**What the exercise asks:**
Write down each entry precisely as given.

***

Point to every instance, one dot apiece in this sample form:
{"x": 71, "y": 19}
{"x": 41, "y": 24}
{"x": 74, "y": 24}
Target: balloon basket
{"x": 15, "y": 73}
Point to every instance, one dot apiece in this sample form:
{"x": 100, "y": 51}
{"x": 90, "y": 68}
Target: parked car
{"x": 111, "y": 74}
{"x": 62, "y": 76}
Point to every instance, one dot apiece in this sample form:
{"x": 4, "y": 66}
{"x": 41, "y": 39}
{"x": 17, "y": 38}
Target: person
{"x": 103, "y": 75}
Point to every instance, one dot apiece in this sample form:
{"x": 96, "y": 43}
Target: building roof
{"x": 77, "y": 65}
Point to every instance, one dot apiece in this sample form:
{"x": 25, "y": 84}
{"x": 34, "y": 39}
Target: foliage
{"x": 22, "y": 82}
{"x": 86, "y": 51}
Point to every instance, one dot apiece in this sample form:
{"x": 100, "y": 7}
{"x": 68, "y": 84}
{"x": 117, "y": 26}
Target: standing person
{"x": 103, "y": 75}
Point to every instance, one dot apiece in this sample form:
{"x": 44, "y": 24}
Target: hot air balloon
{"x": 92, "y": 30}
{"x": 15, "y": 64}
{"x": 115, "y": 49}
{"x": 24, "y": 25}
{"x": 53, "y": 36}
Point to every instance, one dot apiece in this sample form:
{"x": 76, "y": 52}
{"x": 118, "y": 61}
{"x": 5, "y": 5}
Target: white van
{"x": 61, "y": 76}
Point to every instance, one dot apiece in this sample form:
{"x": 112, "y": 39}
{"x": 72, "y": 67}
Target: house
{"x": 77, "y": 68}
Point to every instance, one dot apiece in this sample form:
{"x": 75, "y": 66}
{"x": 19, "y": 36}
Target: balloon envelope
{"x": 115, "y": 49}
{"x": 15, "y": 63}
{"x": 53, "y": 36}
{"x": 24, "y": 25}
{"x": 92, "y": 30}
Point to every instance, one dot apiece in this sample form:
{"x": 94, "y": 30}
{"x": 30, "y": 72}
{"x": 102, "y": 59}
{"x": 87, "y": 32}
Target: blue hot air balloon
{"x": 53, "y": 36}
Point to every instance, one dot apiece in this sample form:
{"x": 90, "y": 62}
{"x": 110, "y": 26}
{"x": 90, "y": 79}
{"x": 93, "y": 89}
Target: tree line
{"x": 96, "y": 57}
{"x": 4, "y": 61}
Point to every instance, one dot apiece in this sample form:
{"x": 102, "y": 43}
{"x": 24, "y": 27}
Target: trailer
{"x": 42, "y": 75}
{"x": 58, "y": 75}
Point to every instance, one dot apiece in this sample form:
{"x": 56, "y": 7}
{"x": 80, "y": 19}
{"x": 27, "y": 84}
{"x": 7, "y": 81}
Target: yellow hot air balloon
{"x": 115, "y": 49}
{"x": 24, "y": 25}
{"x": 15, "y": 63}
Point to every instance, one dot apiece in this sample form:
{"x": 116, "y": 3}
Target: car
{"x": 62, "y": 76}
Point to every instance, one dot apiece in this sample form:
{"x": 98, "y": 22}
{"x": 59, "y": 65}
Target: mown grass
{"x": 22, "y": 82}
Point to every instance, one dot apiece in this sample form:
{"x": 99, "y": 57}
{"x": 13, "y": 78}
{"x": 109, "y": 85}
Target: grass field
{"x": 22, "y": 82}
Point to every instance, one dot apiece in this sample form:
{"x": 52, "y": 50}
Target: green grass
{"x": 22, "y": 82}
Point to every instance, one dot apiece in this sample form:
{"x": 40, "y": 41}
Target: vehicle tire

***

**Task response:**
Point to every instance, one dot apiece in this sample form:
{"x": 71, "y": 19}
{"x": 41, "y": 24}
{"x": 74, "y": 24}
Target: balloon basket
{"x": 15, "y": 73}
Point to every instance, one dot apiece in this sample form:
{"x": 100, "y": 51}
{"x": 90, "y": 68}
Target: parked car
{"x": 111, "y": 74}
{"x": 62, "y": 76}
Point to every instance, one dot apiece in this sample form:
{"x": 4, "y": 66}
{"x": 41, "y": 39}
{"x": 17, "y": 38}
Target: person
{"x": 103, "y": 75}
Point to every instance, one dot apiece in this sample form:
{"x": 96, "y": 43}
Target: building roof
{"x": 77, "y": 65}
Point to every instance, one dot apiece in this sample form:
{"x": 25, "y": 84}
{"x": 34, "y": 39}
Target: foliage
{"x": 22, "y": 82}
{"x": 86, "y": 51}
Point to every instance, one dot apiece in this sample form:
{"x": 100, "y": 7}
{"x": 68, "y": 84}
{"x": 117, "y": 26}
Target: standing person
{"x": 103, "y": 75}
Point to every instance, one dot apiece in this sample form:
{"x": 44, "y": 24}
Target: hot air balloon
{"x": 92, "y": 30}
{"x": 15, "y": 64}
{"x": 115, "y": 49}
{"x": 24, "y": 25}
{"x": 53, "y": 36}
Point to every instance, one dot apiece in this sample form:
{"x": 76, "y": 52}
{"x": 118, "y": 61}
{"x": 5, "y": 5}
Target: white van
{"x": 61, "y": 76}
Point to every instance, one dot apiece in this sample form:
{"x": 112, "y": 39}
{"x": 72, "y": 67}
Target: house
{"x": 77, "y": 68}
Point to every instance, one dot apiece in this sample form:
{"x": 75, "y": 66}
{"x": 19, "y": 36}
Target: balloon envelope
{"x": 115, "y": 49}
{"x": 15, "y": 63}
{"x": 53, "y": 36}
{"x": 24, "y": 25}
{"x": 92, "y": 30}
Point to every instance, one dot apiece in this sample form:
{"x": 94, "y": 30}
{"x": 30, "y": 72}
{"x": 102, "y": 59}
{"x": 87, "y": 32}
Target: blue hot air balloon
{"x": 53, "y": 36}
Point to every instance, one dot apiece in this sample form:
{"x": 90, "y": 62}
{"x": 110, "y": 26}
{"x": 90, "y": 79}
{"x": 93, "y": 89}
Target: tree line
{"x": 96, "y": 57}
{"x": 4, "y": 61}
Point to every instance, one dot apiece in this sample form:
{"x": 102, "y": 43}
{"x": 24, "y": 27}
Target: trailer
{"x": 42, "y": 75}
{"x": 58, "y": 75}
Point to every instance, one dot apiece in this sample form:
{"x": 56, "y": 7}
{"x": 80, "y": 19}
{"x": 27, "y": 84}
{"x": 7, "y": 81}
Target: yellow hot air balloon
{"x": 115, "y": 49}
{"x": 24, "y": 25}
{"x": 15, "y": 63}
Point to every instance, one dot apiece in this sample form:
{"x": 116, "y": 3}
Target: car
{"x": 62, "y": 76}
Point to every instance, one dot apiece in this sample form:
{"x": 98, "y": 22}
{"x": 59, "y": 65}
Target: mown grass
{"x": 22, "y": 82}
Point to every instance, one dot apiece in this sample form:
{"x": 99, "y": 57}
{"x": 13, "y": 78}
{"x": 109, "y": 85}
Target: grass field
{"x": 22, "y": 82}
Point to every instance, one dot apiece in this sample form:
{"x": 52, "y": 50}
Target: green grass
{"x": 22, "y": 82}
Point to every instance, one dot apiece in this sample form:
{"x": 40, "y": 41}
Target: vehicle tire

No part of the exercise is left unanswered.